DOCUMENT:
**********

In a humiliating first for France, European lawmakers (MEPs) on Thursday voted overwhelmingly – by 82 to 29 – to refuse Goulard's appointment for a broad economic portfolio covering industrial policy, defence spending, high tech and space.
Goulard is under investigation by the EU Anti-Fraud Office over allegations she and other MEPs from France's centrist MoDem party used European Parliament funds to pay assistants based in France. French police have also questioned her over the claims, though she is yet to face charges.
The allegations forced Goulard to resign as France's defence minister just weeks after her appointment in 2017, but she was still deemed fit to represent France in the EU’s powerful executive body – a case of double standards deemed insulting by many European legislators.
“If she was unfit to serve as a minister [in France], why did she apply for a similar position at the European level?” asked an editorial in left-wing daily Libération, denouncing a “deceitful distinction that clearly irked lawmakers unwilling to see European rules flouted".
On top of a “severe lesson in humility”, Goulard’s snub marks a “lesson in democracy” for France, wrote the pro-EU, pro-business daily L’Opinion, adding: “Europe is not – or no longer – a democratic by-product in which to recycle those who have been ditched by national politics.”

**********

DATASET CONTENT:
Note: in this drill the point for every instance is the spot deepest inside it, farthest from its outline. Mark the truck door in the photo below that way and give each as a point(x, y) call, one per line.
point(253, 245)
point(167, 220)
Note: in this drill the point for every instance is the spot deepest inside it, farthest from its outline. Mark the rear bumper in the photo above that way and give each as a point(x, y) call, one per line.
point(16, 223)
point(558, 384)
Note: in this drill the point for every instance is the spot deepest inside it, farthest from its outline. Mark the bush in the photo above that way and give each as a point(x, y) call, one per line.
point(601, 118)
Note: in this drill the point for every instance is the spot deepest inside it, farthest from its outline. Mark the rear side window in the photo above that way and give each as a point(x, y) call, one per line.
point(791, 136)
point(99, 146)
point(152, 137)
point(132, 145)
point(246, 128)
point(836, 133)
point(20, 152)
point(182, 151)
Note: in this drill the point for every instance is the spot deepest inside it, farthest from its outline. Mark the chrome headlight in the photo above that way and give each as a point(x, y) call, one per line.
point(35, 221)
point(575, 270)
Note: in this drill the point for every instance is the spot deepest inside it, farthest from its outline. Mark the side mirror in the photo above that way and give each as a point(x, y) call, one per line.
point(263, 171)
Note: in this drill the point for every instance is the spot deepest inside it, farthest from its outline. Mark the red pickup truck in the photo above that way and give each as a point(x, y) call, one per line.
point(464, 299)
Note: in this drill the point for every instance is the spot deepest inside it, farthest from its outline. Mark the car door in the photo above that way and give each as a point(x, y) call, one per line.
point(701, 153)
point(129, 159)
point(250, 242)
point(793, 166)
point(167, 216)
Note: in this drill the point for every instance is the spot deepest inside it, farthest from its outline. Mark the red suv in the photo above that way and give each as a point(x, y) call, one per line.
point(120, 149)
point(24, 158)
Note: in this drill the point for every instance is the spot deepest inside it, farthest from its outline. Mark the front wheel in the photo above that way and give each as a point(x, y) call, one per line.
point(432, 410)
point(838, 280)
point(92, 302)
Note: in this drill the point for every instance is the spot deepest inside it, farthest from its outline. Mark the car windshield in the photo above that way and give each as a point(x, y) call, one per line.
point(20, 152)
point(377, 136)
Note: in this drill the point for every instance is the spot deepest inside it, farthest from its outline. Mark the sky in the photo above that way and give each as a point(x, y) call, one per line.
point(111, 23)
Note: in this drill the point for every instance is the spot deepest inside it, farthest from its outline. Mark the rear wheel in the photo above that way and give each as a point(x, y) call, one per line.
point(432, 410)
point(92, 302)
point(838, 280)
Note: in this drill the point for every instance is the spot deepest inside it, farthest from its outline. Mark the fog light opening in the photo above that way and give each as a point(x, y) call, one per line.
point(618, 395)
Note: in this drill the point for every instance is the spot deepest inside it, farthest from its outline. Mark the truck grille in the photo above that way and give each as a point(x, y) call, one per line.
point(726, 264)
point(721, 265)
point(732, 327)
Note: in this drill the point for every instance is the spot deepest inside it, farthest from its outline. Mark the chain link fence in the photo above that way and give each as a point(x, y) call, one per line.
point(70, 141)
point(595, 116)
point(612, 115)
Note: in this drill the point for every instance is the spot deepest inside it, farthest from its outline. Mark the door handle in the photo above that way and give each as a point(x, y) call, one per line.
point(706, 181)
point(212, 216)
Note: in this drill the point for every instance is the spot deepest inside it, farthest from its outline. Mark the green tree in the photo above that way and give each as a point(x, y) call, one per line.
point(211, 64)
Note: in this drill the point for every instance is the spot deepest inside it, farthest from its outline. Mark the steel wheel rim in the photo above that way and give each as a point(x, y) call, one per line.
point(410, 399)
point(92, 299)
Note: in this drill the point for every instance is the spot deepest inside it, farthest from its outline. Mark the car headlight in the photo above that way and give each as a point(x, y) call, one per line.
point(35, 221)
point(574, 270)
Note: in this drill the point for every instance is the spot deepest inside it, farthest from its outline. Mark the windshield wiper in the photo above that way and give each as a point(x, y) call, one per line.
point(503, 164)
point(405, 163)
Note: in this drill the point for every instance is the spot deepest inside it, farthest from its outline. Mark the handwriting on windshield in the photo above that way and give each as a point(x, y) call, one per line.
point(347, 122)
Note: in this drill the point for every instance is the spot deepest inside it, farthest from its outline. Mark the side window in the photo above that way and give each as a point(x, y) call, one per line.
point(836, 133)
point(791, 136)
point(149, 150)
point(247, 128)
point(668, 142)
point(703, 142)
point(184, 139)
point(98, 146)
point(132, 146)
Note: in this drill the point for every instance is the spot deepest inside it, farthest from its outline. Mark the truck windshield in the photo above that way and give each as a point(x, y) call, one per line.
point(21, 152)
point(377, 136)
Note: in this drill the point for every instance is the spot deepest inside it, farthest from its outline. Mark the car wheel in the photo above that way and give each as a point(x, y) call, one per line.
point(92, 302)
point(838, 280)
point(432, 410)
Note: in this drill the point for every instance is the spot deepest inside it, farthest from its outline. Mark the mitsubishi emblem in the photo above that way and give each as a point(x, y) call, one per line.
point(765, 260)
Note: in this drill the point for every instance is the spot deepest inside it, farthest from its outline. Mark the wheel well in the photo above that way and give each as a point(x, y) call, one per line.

**********

TASK OBJECTIVE: Return everything in the text about Goulard's rejected appointment from "In a humiliating" down to "to face charges.". Please rely only on the text about Goulard's rejected appointment.

THE REPLY:
In a humiliating first for France, European lawmakers (MEPs) on Thursday voted overwhelmingly – by 82 to 29 – to refuse Goulard's appointment for a broad economic portfolio covering industrial policy, defence spending, high tech and space.
Goulard is under investigation by the EU Anti-Fraud Office over allegations she and other MEPs from France's centrist MoDem party used European Parliament funds to pay assistants based in France. French police have also questioned her over the claims, though she is yet to face charges.